과제
아래에 있는 줄을 모두 한 글자도 바꾸지 말고 그대로 다시 입력하세요. 그림은 답에서 빼 주세요.

제공된 자료

^^^^^^^^

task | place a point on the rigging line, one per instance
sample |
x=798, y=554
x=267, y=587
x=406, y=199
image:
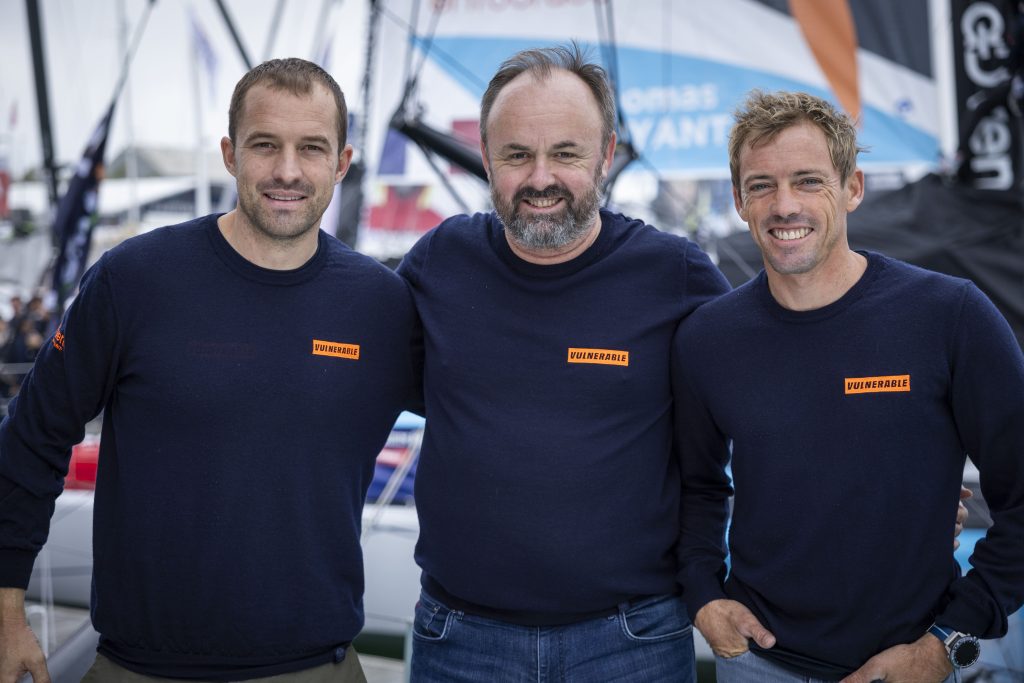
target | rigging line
x=464, y=208
x=373, y=26
x=438, y=53
x=407, y=77
x=226, y=15
x=428, y=43
x=132, y=48
x=321, y=39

^^^^^^^^

응답
task | place a point on the rigging line, one per instance
sample |
x=798, y=554
x=267, y=587
x=406, y=199
image:
target | rigging line
x=464, y=208
x=373, y=26
x=438, y=53
x=407, y=77
x=226, y=15
x=428, y=43
x=132, y=48
x=321, y=39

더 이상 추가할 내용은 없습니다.